Reproduce the listing below word for word, from its first line through the line containing "[0,116,74,145]", and stop there.
╔══
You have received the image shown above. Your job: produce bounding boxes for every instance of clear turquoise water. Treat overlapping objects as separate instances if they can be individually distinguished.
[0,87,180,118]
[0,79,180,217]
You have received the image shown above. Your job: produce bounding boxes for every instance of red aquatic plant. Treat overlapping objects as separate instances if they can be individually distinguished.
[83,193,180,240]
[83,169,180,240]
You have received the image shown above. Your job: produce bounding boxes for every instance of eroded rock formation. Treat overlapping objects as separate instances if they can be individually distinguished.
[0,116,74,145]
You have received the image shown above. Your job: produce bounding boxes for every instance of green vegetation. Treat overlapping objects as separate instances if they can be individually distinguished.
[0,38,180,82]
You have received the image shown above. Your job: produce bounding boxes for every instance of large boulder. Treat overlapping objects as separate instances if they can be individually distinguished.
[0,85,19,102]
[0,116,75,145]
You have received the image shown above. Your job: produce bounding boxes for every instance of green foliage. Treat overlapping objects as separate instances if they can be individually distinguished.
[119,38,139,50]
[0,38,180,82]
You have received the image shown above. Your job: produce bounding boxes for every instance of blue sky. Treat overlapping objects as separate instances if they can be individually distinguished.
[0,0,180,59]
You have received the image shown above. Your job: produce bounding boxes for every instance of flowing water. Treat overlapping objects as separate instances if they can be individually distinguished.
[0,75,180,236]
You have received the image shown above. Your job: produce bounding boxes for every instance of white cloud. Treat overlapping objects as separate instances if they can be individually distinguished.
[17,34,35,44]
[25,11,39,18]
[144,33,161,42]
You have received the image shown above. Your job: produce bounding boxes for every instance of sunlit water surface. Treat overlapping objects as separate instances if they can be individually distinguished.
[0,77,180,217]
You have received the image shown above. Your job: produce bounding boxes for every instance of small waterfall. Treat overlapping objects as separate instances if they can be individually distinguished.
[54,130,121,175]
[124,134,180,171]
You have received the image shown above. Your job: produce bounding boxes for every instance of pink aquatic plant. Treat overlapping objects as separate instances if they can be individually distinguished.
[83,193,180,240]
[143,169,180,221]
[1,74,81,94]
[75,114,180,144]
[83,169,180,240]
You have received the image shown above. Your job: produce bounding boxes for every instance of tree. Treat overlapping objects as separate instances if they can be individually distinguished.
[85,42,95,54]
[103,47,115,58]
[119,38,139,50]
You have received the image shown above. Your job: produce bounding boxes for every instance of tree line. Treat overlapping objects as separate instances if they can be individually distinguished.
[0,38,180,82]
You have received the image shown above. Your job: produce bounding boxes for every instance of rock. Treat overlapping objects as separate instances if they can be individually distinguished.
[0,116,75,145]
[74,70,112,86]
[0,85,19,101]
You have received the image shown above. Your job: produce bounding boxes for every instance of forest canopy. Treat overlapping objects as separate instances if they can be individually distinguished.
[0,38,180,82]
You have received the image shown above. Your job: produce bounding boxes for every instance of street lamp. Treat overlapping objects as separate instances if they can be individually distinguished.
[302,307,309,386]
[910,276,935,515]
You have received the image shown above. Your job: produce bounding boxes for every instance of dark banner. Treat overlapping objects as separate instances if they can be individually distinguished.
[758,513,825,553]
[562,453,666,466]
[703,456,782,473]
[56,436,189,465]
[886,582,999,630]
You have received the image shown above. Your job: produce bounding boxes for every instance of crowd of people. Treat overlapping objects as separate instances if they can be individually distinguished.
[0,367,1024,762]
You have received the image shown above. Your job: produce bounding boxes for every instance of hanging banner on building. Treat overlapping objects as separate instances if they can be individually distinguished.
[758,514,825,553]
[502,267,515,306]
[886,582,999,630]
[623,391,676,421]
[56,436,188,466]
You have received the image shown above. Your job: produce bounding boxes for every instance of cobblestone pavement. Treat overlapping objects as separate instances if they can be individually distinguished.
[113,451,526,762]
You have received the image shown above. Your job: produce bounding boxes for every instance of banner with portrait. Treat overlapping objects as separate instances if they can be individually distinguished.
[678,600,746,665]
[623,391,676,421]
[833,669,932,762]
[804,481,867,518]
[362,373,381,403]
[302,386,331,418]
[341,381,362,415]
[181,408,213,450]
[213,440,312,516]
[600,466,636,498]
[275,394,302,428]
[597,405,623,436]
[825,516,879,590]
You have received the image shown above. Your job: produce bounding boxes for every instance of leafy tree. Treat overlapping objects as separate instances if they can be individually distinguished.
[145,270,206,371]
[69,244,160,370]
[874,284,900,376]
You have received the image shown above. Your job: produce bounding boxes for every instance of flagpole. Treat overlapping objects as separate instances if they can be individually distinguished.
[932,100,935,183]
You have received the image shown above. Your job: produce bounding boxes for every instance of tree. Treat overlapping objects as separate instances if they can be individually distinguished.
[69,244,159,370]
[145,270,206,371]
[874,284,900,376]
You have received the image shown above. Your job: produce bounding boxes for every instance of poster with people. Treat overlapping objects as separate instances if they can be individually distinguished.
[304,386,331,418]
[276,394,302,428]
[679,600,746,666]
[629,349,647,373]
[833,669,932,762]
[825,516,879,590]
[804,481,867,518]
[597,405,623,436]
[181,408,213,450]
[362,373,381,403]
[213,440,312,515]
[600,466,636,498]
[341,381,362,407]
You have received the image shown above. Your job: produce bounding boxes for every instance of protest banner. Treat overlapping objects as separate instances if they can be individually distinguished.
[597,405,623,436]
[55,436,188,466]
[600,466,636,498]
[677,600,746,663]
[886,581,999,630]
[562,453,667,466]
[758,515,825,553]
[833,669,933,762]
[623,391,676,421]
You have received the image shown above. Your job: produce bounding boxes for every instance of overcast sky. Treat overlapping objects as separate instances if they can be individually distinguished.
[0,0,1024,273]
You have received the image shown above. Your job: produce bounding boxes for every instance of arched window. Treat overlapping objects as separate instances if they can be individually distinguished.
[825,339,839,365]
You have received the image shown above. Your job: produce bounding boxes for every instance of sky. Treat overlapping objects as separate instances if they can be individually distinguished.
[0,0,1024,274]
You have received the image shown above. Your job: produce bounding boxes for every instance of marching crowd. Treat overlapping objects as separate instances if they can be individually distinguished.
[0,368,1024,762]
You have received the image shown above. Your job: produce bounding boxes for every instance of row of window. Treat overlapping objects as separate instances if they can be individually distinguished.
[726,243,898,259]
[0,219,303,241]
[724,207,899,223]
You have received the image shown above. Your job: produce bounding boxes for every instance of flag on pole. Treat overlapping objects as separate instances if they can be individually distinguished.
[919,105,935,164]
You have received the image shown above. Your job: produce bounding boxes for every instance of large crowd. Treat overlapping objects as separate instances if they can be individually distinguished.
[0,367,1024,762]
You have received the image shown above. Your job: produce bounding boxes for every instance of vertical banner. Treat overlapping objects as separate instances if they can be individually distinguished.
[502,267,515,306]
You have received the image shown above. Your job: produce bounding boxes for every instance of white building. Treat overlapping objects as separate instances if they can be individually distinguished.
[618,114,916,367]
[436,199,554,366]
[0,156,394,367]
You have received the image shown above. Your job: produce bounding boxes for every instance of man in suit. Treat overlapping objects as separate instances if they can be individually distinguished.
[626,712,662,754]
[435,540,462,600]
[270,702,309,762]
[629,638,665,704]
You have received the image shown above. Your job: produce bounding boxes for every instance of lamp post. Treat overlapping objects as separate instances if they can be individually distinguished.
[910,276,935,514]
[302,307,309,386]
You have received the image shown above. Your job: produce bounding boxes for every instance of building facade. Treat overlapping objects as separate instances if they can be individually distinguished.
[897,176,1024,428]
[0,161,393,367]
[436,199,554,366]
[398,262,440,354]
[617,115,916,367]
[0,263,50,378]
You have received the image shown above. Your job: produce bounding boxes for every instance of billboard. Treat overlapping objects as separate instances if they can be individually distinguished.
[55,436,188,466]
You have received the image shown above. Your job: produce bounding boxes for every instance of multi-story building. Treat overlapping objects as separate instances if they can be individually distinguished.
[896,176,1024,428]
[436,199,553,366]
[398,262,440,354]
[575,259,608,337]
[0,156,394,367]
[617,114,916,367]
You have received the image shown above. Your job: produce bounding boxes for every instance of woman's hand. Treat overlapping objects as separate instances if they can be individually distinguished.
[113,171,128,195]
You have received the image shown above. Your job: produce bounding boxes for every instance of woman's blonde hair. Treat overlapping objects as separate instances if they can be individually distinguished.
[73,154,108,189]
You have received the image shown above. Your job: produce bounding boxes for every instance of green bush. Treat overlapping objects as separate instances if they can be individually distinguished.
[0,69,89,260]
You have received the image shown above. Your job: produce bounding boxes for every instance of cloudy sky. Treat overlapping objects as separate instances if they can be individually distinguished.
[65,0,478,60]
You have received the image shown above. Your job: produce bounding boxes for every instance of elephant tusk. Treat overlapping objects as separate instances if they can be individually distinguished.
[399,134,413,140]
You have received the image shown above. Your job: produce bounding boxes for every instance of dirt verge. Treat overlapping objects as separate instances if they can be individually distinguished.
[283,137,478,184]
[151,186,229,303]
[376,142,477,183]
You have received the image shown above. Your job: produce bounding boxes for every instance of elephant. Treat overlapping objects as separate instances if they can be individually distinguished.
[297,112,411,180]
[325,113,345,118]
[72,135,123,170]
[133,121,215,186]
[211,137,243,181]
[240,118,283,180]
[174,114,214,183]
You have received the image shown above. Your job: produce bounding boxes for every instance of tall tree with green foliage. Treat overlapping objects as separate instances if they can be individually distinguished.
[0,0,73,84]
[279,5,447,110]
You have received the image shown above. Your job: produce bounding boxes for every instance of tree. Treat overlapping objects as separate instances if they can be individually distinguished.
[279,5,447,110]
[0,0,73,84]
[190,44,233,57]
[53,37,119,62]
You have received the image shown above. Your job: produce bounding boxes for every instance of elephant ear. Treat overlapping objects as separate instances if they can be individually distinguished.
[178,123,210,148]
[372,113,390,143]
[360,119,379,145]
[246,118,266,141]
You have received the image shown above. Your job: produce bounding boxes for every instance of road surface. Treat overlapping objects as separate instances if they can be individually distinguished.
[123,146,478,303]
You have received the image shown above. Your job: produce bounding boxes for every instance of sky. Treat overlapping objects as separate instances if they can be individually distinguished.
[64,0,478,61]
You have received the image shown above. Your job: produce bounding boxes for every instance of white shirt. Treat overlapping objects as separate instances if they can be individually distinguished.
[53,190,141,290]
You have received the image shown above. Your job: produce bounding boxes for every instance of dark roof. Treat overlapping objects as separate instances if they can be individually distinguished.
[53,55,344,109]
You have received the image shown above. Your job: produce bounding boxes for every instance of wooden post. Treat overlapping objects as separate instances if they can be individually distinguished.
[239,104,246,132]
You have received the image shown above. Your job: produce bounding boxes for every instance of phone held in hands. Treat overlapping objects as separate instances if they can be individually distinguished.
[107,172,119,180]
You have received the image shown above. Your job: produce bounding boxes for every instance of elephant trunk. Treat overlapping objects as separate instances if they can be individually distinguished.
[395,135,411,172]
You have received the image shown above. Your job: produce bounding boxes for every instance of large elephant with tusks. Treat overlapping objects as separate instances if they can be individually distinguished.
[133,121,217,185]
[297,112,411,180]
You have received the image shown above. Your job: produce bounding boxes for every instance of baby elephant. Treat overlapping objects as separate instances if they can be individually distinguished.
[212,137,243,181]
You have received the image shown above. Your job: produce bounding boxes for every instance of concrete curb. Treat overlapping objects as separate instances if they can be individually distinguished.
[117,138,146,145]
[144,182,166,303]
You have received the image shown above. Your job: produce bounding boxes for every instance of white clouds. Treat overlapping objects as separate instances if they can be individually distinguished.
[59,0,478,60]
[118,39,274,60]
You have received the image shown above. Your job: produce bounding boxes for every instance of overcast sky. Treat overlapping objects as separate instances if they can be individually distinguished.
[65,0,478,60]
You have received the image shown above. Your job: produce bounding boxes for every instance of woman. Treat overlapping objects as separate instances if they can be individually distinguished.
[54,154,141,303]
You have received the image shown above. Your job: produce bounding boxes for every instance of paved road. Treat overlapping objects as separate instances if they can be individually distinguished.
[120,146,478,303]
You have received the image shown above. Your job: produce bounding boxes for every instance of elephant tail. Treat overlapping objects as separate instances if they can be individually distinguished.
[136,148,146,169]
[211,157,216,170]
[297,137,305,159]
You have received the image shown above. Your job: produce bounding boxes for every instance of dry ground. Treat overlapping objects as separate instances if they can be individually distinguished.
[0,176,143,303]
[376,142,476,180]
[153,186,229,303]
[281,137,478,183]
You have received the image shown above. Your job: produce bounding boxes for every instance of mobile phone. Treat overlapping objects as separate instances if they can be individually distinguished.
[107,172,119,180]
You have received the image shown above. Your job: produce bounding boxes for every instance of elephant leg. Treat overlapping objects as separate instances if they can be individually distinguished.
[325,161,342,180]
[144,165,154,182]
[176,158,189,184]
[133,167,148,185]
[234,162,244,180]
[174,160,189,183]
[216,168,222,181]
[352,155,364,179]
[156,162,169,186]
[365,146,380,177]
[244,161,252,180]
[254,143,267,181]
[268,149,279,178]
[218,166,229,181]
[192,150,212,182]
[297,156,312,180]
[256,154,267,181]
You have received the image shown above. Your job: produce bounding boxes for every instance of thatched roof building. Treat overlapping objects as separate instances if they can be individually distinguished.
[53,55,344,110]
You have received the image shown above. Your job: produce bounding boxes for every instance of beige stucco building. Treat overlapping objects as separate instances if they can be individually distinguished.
╚══
◆ FINISHED EXERCISE:
You have received the image shown above. Your job: produce bounding boxes for every instance of clear turquoise water. Treat overlapping objects as separate instances if they can be individually distinguished.
[0,87,180,118]
[0,79,180,217]
You have received the image shown above. Your job: produce bounding boxes for every instance of red aquatic plant. Treat overlapping objects as separate instances if they can be individually distinguished.
[83,193,180,240]
[83,169,180,240]
You have received the image shown above. Your job: produce bounding boxes for every instance of eroded rock formation. Treat overlapping objects as separate instances if they can be individually distinguished.
[0,116,74,145]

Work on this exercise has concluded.